---------- The records

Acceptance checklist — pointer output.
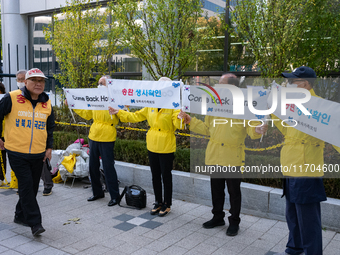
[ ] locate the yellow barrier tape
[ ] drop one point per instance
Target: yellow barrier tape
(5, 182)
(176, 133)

--------------------
---------- The records

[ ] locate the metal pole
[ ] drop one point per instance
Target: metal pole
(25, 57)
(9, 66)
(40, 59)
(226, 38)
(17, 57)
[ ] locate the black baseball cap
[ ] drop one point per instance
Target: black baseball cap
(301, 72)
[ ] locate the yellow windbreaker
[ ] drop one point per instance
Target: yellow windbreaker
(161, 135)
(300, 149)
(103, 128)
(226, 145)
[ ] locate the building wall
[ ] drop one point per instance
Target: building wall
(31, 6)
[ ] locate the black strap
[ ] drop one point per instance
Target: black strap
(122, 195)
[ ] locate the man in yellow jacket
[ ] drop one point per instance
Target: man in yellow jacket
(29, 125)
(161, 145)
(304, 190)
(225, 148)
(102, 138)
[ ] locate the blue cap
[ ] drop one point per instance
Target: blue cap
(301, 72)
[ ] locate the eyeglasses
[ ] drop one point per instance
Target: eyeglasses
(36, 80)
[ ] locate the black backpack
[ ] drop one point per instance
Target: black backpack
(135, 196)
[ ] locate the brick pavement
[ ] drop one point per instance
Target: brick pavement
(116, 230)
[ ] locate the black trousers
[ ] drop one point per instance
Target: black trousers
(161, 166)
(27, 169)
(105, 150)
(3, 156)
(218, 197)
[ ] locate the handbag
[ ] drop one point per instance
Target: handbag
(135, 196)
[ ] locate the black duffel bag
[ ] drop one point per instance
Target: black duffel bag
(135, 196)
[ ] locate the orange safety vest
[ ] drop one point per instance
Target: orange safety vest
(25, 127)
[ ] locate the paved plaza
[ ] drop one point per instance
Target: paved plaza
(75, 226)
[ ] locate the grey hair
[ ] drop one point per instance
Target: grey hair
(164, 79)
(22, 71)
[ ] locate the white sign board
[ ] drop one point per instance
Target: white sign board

--------------------

Copy out, word for word, the lines of the records above, starting with the line that contains "[ ] locate the grey hair" and going on through the line that contains "Target: white sign board", both included.

(Finished answer):
[ ] locate the grey hair
[ ] drop one point per instance
Target: grey hair
(164, 79)
(22, 71)
[ ] locate the white sign board
[ ] drop one point per instance
Target: white sign board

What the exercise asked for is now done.